Written request
In the material below, copy word for word the lines starting at the one containing "Would you point out the police" and ending with the last line of the material.

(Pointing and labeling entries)
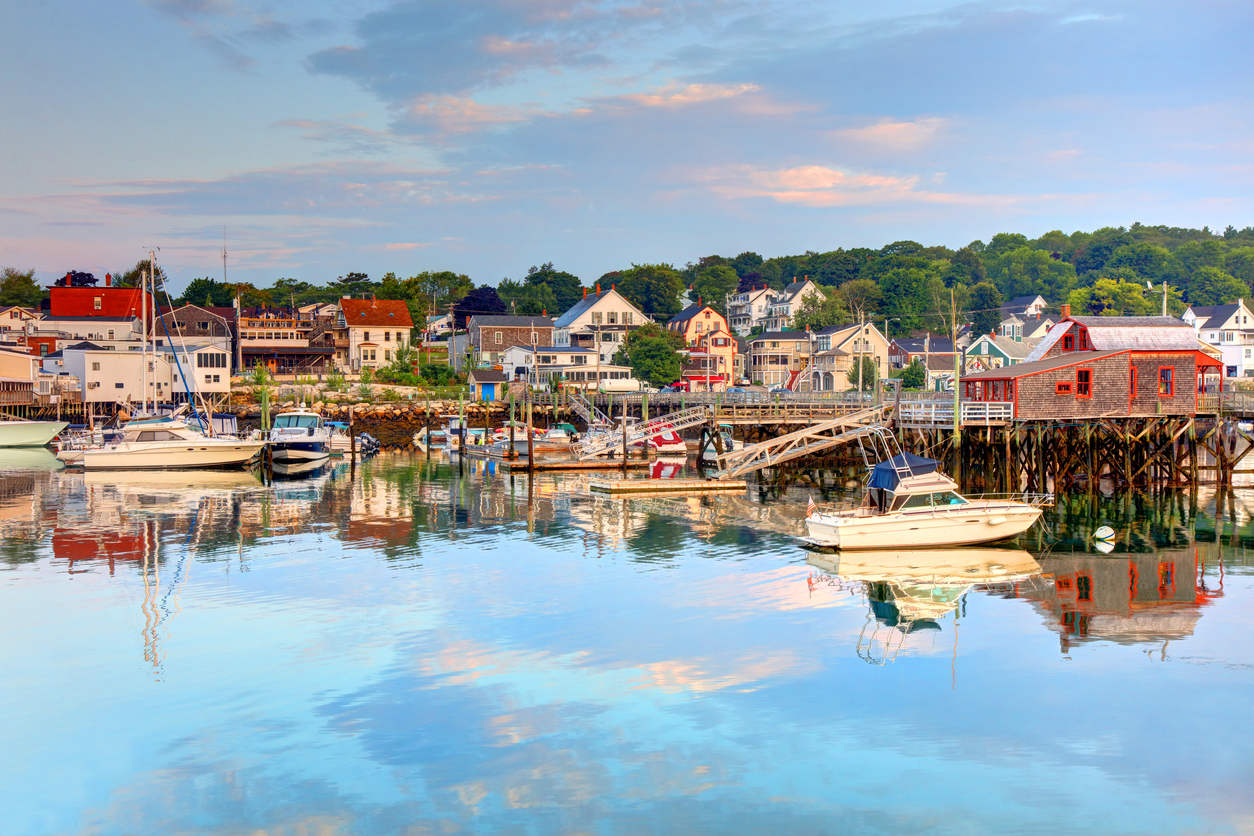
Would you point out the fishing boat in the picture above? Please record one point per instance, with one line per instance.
(169, 444)
(29, 434)
(909, 504)
(300, 435)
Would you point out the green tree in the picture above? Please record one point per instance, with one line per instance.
(653, 288)
(714, 285)
(566, 287)
(869, 374)
(1213, 286)
(914, 376)
(19, 287)
(653, 355)
(986, 307)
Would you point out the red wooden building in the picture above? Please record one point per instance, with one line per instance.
(1092, 367)
(98, 301)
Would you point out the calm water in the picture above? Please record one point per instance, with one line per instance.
(411, 651)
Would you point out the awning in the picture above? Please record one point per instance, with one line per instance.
(885, 473)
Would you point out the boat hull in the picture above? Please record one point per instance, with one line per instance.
(296, 451)
(171, 456)
(972, 525)
(29, 434)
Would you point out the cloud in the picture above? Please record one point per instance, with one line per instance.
(895, 135)
(820, 187)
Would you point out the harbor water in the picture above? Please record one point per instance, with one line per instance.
(408, 647)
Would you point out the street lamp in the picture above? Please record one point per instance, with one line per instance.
(1164, 291)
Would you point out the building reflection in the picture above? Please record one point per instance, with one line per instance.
(1132, 598)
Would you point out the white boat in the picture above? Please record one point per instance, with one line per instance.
(169, 444)
(29, 434)
(300, 435)
(911, 505)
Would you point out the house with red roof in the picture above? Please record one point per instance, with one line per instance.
(375, 329)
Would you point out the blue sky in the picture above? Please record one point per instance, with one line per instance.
(488, 135)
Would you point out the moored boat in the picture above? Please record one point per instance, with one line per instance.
(29, 434)
(299, 435)
(169, 444)
(911, 505)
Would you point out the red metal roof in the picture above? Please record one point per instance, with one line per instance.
(376, 312)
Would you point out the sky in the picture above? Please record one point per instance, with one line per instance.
(489, 135)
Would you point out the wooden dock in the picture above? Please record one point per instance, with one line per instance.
(653, 486)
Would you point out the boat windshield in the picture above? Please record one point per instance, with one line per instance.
(289, 421)
(938, 499)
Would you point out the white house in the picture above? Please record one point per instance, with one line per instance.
(112, 376)
(598, 321)
(788, 302)
(749, 308)
(1230, 329)
(532, 361)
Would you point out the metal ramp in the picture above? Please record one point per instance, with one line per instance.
(603, 443)
(587, 410)
(804, 443)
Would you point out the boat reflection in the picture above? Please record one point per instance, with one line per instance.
(912, 590)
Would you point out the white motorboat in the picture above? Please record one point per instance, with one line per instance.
(169, 444)
(29, 434)
(909, 505)
(300, 435)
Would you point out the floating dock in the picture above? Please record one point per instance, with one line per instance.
(640, 486)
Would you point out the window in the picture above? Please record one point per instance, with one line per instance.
(1166, 381)
(1084, 382)
(1084, 587)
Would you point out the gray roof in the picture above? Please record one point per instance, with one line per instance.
(512, 321)
(1134, 332)
(1213, 316)
(578, 308)
(1015, 349)
(783, 335)
(1060, 361)
(687, 313)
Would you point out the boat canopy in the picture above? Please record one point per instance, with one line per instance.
(890, 471)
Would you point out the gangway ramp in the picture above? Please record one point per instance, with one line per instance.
(803, 443)
(605, 443)
(587, 410)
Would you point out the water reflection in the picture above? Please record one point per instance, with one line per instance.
(916, 589)
(408, 646)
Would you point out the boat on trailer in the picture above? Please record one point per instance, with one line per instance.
(909, 504)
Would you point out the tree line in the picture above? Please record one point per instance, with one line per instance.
(1100, 273)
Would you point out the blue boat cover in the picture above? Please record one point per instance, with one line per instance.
(884, 475)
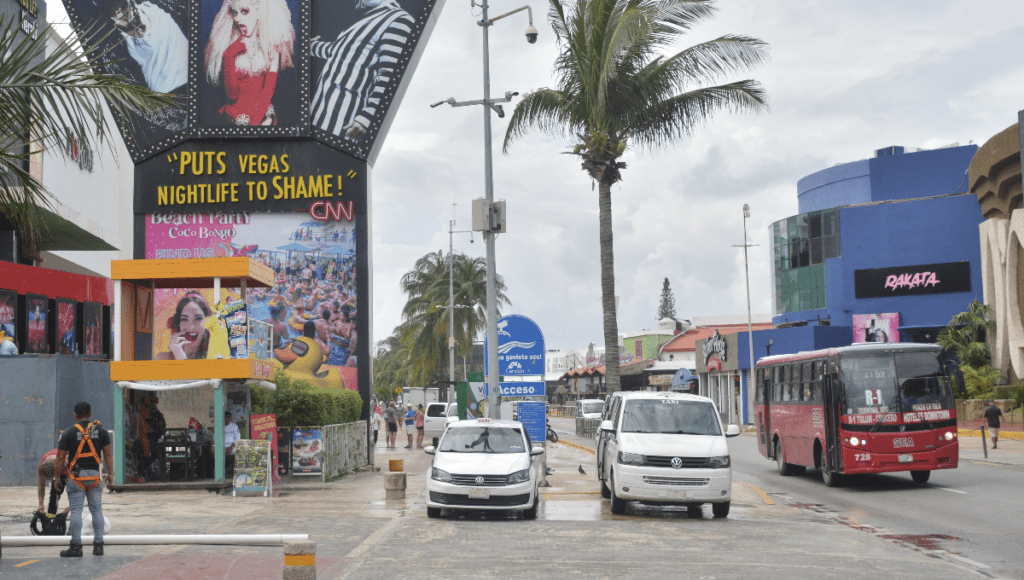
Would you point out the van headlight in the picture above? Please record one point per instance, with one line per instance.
(519, 477)
(630, 458)
(720, 461)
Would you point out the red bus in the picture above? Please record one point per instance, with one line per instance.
(862, 409)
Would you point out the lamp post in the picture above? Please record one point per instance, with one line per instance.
(750, 322)
(494, 397)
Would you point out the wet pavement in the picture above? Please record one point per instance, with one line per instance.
(361, 535)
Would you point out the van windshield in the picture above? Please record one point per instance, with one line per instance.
(670, 416)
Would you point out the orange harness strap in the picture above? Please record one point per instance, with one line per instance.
(86, 438)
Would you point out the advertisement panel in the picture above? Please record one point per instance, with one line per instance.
(144, 43)
(311, 309)
(307, 451)
(264, 427)
(876, 328)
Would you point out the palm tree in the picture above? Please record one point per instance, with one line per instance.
(617, 89)
(424, 331)
(50, 100)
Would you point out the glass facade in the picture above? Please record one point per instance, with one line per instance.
(800, 247)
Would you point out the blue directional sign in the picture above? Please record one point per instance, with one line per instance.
(531, 415)
(520, 346)
(524, 388)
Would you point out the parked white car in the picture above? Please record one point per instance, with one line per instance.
(665, 448)
(483, 464)
(434, 420)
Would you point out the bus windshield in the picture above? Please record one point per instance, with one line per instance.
(895, 382)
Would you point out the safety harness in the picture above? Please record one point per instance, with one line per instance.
(86, 438)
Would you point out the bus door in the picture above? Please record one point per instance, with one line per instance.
(833, 409)
(762, 403)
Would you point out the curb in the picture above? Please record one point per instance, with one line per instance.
(1003, 435)
(576, 445)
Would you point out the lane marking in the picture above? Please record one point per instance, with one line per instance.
(761, 492)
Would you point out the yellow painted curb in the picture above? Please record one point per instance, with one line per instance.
(570, 444)
(1003, 433)
(300, 560)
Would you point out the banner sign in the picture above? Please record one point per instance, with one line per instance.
(912, 280)
(334, 71)
(532, 416)
(264, 427)
(307, 451)
(520, 346)
(252, 466)
(525, 388)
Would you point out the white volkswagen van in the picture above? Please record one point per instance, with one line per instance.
(665, 448)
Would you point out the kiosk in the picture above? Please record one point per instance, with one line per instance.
(223, 348)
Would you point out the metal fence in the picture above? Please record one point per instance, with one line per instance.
(587, 427)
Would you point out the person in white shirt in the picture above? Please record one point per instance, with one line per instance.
(231, 436)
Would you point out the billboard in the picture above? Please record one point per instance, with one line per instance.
(242, 69)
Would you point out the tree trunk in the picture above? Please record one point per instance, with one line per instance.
(608, 287)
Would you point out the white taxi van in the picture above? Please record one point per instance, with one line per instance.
(665, 448)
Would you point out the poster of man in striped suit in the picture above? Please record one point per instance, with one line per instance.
(357, 67)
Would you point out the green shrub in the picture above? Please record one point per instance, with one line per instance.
(296, 403)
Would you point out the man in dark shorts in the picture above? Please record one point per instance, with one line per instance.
(81, 446)
(992, 413)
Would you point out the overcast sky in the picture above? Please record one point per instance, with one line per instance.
(845, 79)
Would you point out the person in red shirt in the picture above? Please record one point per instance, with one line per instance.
(250, 42)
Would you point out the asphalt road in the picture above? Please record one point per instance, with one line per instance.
(973, 511)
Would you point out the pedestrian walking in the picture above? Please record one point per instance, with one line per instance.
(992, 413)
(410, 425)
(78, 459)
(231, 436)
(376, 422)
(418, 419)
(391, 418)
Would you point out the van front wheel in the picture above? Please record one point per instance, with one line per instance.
(721, 509)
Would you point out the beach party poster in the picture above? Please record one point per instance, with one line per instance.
(310, 308)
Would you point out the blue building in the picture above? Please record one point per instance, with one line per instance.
(885, 249)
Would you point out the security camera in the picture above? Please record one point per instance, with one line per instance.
(530, 34)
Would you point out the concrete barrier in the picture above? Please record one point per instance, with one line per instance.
(394, 486)
(300, 561)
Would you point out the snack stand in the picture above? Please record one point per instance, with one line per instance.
(233, 356)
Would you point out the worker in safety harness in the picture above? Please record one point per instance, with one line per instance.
(81, 445)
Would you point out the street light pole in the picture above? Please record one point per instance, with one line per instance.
(750, 323)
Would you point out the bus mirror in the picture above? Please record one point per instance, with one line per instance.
(961, 385)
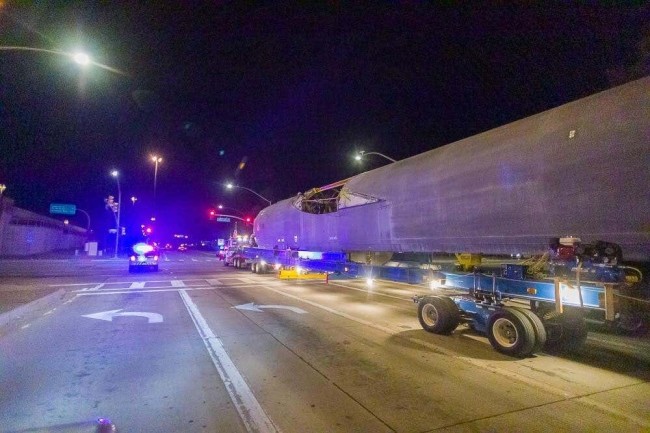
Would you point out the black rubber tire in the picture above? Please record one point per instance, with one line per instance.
(510, 332)
(568, 332)
(435, 316)
(454, 312)
(538, 326)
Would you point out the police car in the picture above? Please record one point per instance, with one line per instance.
(144, 257)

Result for this exercise
Would you point out the police car in the picture above? Please record one point per instance, with one line per instance.
(144, 257)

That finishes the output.